┌──

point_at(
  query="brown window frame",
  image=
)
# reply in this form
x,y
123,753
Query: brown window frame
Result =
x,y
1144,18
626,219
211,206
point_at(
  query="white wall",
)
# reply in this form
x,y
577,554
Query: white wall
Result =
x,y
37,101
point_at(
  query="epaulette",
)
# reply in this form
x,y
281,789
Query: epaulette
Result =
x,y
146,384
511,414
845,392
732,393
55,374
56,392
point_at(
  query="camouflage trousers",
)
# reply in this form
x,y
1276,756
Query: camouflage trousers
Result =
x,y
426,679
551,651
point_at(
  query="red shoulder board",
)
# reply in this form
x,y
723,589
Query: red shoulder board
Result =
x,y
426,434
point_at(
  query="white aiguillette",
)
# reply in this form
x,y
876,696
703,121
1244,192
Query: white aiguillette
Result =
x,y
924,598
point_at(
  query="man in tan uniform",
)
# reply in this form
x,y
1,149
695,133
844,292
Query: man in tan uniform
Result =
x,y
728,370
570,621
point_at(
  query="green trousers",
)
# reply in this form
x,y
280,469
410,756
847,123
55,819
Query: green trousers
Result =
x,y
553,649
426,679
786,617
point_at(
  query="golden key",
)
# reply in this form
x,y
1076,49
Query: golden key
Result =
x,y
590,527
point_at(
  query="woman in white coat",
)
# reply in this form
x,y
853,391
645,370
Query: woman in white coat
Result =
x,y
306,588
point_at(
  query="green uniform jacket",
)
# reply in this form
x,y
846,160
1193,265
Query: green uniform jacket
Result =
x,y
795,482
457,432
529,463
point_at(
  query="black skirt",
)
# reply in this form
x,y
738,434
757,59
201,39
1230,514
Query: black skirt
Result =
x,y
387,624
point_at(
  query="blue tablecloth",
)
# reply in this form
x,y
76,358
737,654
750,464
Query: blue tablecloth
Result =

└──

» OBJECTIVE: Count the lines above that contain the word "brown" and reply with the number alone.

» COMPLETE ANSWER: 2